Fault in Geography

Faults reflect ruptures or crakes in the earth, along which one side is relatively displaced with reference to the other side. Sometimes they are also known as disjunctive dislocation. In size and total displacement, they may range from a few inches to hundreds of kilometres long.

Fault- Brittle Deformation
Fault- Brittle Deformation

The above picture shows that since they are formed due to great stresses, they reflect brittle deformation. The brittle deformation results in fracturing and faulting. You can also notice brittle deformation if you drop a glass (but by mistake!) on a hard floor. You will notice that it breaks into several pieces.

Similarity crakes in buildings formed due to earthquakes, gravitational effect, and subsidence also denote brittle deformation. Geomorphologists and geologists recognize the fault by identifying the omission of strata, dislocation of structure or discontinuity, geometry of fault plane, and sudden changes in topography.

◇ ◇ ◇

In the text on faults in geography, what other name are faults sometimes given?

→ Recorded data
◇ ◇ ◇

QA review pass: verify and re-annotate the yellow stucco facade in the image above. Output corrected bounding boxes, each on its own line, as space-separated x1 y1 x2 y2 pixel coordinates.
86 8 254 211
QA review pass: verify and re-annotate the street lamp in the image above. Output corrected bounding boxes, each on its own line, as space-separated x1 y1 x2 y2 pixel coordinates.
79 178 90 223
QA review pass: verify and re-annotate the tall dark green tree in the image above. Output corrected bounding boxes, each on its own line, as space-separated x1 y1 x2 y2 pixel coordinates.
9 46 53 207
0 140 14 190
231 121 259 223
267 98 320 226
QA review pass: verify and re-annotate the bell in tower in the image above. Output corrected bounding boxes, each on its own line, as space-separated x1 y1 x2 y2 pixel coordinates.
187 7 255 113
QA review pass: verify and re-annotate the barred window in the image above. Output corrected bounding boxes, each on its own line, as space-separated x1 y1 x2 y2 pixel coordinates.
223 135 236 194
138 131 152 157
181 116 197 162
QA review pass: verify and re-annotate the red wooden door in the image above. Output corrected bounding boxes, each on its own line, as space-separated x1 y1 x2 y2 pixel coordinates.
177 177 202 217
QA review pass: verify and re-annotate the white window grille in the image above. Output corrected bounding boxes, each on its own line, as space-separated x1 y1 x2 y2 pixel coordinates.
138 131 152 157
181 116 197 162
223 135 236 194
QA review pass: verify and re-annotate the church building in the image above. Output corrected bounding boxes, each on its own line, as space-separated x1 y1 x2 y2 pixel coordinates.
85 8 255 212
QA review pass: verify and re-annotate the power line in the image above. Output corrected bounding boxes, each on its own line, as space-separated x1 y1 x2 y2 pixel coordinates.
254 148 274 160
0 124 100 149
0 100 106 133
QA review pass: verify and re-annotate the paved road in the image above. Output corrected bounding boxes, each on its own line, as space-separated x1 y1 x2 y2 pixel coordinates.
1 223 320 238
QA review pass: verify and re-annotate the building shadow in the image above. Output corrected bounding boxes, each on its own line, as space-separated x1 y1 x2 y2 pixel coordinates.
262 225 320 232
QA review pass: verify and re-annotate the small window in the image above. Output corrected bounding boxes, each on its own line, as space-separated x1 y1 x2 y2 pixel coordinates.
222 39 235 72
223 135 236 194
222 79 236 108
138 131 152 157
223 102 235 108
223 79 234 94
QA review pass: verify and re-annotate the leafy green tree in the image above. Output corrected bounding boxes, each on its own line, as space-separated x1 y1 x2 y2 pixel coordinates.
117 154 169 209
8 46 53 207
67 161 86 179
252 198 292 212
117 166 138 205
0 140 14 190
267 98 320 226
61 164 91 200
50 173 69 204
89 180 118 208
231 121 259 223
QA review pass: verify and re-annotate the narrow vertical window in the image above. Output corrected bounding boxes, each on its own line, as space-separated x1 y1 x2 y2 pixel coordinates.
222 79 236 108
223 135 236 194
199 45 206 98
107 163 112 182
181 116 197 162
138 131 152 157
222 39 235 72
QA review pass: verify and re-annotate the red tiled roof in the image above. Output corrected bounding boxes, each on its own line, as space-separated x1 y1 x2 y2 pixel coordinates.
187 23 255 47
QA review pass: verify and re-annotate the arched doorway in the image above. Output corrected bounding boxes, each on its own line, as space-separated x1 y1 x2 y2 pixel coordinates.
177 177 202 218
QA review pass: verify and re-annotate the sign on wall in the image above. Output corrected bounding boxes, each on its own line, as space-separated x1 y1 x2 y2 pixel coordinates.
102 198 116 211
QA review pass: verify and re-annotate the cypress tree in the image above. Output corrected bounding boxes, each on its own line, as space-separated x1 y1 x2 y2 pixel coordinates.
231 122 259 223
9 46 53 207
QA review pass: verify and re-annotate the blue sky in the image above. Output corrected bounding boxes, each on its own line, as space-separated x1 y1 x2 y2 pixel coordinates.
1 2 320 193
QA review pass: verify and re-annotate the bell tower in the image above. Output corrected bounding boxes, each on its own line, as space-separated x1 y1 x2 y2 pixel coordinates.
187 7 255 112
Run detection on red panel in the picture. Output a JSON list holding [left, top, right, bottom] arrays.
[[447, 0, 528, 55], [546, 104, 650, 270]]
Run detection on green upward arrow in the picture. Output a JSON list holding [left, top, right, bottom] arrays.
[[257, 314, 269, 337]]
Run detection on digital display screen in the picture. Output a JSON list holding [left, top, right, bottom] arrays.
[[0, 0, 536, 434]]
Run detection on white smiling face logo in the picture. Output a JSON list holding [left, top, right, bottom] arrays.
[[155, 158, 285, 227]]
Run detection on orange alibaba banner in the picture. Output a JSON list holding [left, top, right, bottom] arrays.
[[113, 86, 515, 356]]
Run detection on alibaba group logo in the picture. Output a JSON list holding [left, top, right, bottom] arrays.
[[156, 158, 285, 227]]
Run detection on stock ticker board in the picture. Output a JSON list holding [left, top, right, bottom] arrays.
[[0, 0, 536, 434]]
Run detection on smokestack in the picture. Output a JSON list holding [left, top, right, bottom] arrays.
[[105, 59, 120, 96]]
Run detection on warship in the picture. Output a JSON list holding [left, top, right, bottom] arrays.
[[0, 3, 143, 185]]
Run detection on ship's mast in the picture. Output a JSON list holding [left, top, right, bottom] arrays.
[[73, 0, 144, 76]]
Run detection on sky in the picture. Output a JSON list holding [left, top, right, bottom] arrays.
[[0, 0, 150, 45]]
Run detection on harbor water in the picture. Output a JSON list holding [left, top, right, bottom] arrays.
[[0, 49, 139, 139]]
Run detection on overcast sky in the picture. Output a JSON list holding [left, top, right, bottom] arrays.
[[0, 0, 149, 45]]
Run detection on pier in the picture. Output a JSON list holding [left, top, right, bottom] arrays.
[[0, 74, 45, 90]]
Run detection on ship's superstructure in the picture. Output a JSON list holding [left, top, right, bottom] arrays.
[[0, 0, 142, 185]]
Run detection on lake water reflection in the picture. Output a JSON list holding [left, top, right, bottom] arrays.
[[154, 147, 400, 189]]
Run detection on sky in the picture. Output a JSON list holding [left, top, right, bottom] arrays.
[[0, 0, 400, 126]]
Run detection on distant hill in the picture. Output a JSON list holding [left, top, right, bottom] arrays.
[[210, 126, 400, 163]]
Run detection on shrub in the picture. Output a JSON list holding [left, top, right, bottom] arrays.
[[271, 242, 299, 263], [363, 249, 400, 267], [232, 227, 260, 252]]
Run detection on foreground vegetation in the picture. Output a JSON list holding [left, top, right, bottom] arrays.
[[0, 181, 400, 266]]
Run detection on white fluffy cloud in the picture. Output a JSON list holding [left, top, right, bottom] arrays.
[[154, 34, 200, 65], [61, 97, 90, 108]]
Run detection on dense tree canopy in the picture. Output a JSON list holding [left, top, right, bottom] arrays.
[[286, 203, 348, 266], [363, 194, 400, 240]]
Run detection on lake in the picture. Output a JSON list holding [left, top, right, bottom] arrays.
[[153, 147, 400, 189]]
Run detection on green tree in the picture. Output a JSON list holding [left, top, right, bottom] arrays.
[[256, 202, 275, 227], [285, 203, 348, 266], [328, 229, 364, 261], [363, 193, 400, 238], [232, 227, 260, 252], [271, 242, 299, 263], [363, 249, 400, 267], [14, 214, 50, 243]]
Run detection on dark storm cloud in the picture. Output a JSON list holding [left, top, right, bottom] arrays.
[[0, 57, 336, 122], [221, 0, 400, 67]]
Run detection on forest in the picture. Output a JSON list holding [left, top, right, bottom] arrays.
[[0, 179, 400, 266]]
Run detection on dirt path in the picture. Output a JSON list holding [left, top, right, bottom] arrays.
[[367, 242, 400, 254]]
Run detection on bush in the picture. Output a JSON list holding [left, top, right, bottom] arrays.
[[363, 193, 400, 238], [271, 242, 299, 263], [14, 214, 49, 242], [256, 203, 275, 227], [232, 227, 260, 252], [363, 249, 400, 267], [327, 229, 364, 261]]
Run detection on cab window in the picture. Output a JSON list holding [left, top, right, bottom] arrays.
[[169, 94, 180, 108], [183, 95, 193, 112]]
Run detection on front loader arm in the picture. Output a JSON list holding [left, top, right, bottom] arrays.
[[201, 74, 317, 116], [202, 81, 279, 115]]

◇ ◇ ◇

→ Response for this exercise
Disjunctive dislocation.